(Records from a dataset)

== Segment start ==

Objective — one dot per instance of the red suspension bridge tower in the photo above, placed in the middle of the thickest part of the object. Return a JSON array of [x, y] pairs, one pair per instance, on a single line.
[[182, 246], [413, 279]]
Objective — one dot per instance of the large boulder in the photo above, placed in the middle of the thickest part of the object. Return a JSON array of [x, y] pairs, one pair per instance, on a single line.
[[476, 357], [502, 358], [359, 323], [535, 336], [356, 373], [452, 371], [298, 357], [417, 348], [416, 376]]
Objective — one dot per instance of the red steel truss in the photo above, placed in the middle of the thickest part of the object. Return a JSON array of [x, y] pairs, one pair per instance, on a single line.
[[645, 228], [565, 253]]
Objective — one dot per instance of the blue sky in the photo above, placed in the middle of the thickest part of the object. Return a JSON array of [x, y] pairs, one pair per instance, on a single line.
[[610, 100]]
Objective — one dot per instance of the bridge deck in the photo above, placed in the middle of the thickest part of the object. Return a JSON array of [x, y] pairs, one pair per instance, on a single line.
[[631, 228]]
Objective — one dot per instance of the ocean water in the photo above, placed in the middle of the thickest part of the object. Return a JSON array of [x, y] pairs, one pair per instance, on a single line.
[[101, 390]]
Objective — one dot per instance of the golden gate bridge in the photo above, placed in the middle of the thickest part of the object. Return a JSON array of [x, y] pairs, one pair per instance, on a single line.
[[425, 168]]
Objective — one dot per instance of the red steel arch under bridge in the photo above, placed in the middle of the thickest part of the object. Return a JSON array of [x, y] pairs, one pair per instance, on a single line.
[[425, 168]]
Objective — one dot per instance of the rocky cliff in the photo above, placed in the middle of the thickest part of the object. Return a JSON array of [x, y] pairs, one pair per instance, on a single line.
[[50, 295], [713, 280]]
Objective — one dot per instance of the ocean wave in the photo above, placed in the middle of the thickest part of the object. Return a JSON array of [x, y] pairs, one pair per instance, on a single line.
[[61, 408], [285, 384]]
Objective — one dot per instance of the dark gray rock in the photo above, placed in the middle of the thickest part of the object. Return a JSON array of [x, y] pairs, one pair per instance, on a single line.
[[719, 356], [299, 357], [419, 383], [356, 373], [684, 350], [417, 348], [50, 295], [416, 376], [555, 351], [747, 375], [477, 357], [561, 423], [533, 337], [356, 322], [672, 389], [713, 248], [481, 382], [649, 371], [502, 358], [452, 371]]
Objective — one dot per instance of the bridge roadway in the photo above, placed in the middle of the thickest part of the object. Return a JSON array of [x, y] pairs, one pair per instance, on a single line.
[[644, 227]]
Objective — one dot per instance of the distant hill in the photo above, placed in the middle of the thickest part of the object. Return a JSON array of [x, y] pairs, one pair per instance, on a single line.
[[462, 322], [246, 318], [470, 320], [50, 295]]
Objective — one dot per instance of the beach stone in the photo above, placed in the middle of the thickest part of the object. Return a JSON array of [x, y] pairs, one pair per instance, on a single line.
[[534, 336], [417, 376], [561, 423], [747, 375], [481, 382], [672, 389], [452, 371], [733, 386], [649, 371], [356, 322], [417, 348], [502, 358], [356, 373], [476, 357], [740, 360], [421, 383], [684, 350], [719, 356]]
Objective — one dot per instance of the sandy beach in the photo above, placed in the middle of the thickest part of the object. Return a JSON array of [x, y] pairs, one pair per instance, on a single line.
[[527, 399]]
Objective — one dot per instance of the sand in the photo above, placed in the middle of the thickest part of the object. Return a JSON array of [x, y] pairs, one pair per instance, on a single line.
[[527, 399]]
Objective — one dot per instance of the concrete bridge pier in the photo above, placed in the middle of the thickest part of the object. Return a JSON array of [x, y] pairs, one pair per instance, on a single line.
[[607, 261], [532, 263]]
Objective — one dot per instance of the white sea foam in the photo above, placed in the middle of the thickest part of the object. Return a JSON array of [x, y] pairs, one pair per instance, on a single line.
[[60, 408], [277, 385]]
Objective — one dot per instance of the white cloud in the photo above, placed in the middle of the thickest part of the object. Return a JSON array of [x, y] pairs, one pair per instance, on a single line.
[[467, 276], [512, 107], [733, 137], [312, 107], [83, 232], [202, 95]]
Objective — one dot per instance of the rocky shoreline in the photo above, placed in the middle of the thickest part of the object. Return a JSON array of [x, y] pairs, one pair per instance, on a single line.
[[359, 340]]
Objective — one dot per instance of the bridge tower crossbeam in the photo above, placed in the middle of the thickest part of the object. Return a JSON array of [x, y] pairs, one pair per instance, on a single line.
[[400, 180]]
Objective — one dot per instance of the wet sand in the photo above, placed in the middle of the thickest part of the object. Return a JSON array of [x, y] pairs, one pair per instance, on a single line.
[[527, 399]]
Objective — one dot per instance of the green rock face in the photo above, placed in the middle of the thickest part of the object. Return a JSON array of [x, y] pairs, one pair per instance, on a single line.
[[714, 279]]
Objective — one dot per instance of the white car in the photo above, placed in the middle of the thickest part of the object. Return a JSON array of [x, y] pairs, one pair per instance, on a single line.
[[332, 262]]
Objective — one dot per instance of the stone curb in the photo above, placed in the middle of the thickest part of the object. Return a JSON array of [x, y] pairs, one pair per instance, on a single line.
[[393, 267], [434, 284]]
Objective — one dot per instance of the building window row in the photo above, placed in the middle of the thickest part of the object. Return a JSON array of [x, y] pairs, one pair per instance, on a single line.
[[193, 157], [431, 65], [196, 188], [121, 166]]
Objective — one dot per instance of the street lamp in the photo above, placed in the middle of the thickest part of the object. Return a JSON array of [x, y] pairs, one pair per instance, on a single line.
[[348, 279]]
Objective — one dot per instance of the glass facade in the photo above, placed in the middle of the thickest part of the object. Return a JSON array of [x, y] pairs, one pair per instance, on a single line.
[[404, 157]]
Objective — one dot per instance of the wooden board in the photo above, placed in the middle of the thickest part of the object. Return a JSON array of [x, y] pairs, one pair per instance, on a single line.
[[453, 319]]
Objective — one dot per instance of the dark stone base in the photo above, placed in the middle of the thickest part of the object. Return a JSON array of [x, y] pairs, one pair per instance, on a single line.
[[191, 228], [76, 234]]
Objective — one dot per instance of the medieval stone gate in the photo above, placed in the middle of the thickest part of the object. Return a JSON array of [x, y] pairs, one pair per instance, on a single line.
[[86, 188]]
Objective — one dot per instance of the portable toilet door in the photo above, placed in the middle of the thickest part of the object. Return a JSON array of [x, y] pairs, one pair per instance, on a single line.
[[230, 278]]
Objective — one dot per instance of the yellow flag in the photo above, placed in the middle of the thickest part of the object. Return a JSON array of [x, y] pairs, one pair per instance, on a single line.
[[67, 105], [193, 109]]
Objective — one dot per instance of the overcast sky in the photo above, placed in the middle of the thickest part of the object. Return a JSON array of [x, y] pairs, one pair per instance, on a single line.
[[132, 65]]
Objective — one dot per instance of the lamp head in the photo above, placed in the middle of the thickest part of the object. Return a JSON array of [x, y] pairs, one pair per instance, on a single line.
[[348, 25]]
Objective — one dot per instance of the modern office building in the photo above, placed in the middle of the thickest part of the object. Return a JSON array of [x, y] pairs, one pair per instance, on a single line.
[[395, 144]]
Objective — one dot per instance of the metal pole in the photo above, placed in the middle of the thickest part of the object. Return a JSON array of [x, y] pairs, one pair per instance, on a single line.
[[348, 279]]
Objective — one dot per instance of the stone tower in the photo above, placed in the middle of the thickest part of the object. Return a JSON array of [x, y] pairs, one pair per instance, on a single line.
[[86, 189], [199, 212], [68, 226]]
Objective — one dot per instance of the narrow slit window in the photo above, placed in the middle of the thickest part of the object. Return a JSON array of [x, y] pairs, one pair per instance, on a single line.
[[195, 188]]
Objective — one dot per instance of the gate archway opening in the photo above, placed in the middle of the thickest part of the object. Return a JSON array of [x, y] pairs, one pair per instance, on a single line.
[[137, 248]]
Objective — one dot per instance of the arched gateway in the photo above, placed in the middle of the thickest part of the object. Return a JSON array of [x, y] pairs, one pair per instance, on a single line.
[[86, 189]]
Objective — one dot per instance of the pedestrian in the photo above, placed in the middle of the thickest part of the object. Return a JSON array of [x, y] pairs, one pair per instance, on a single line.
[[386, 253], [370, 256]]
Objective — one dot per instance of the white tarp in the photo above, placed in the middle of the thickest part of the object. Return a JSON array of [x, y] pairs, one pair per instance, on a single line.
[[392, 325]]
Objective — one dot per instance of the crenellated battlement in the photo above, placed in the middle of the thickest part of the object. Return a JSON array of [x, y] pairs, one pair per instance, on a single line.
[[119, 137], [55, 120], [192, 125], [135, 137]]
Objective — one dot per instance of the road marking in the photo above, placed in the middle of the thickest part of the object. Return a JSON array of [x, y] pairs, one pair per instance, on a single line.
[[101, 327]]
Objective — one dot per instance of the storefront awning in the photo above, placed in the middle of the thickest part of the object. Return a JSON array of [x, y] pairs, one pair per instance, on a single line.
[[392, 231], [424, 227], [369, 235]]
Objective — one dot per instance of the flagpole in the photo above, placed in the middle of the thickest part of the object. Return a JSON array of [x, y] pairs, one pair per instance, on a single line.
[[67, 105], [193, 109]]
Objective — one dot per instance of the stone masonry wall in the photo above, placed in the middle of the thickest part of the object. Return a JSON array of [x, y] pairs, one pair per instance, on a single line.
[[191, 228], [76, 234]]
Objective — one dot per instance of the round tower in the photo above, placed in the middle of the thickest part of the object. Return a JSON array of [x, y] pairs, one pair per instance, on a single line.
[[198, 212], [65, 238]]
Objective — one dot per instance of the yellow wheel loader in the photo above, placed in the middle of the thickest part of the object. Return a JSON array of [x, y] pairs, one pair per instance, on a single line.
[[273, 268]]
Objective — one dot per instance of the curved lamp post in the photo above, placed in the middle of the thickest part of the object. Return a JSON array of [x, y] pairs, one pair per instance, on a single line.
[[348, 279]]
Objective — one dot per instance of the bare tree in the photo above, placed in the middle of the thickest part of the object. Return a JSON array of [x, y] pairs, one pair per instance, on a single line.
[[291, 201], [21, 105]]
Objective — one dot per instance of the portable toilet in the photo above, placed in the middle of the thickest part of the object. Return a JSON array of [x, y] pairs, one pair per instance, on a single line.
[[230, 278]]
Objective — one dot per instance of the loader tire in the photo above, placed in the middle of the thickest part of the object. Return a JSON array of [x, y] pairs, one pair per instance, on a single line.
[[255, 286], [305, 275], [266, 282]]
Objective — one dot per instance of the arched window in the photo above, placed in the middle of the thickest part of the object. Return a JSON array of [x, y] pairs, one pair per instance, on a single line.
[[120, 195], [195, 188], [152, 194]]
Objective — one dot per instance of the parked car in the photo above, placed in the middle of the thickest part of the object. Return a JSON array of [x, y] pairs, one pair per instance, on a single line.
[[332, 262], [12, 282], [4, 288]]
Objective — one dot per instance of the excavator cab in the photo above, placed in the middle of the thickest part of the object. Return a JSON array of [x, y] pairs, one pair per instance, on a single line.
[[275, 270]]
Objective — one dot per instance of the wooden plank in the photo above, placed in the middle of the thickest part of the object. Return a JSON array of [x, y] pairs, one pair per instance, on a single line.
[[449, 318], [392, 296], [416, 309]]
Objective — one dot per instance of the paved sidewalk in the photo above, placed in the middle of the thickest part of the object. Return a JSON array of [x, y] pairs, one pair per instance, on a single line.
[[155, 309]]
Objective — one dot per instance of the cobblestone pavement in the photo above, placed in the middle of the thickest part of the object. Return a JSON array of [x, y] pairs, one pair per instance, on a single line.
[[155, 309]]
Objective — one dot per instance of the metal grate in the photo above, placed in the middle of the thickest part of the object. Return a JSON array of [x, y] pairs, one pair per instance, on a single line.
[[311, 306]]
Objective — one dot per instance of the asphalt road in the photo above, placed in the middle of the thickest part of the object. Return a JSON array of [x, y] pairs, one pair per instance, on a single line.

== Segment end ==

What is needed is an exact printout of every line from the one with "Objective — one dot per instance of the metal grate" through the end of the data, including both, and nothing more.

Objective — one dot per instance of the metal grate in the photo above, placed in the middle of the thickest part of the object. Return a JSON array of [x, y] pairs, one pair per instance, on a single line.
[[311, 306]]
Objective — one dot per instance of the asphalt road in the photo above, placed in the middle of the thickest part of the object. Return a JSON array of [x, y] pairs, one pair per instance, on a single line.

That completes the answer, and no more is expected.